[WHAT NEEDS TO BE DONE] Rewrite every line of the data below, requests included, and add -85 to each bounding-box coordinate in the answers.

——————

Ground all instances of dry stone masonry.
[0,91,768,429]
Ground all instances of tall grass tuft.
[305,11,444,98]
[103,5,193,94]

——————

[IN RESPONSE]
Ground all instances of dry stone masonry.
[-85,6,683,344]
Ground all instances of tall grass tuft.
[220,-74,359,13]
[18,-80,108,9]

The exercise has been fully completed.